▶ _AUFGABENSTELLUNG_
Kopieren Sie die Zeilen von der Zeile mit „Each instance of the blonde“ bis einschließlich der letzten Zeile der Daten unverändert, beide Grenzzeilen eingeschlossen.

▶ _BEREITGESTELLTE DATEN_

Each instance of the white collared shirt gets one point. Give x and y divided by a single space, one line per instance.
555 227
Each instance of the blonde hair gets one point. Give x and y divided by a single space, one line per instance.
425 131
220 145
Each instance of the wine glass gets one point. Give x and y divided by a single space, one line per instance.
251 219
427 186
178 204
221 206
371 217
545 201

▶ _VOLLSTÄNDIGE ANTWORT_
Each instance of the blonde hair gets one point. Give x and y divided by a single space, one line per instance.
425 131
220 145
Each instance of the wine glass gets one point. Give x and y divided by a single space, one line per instance.
251 219
427 186
178 204
221 206
371 217
545 201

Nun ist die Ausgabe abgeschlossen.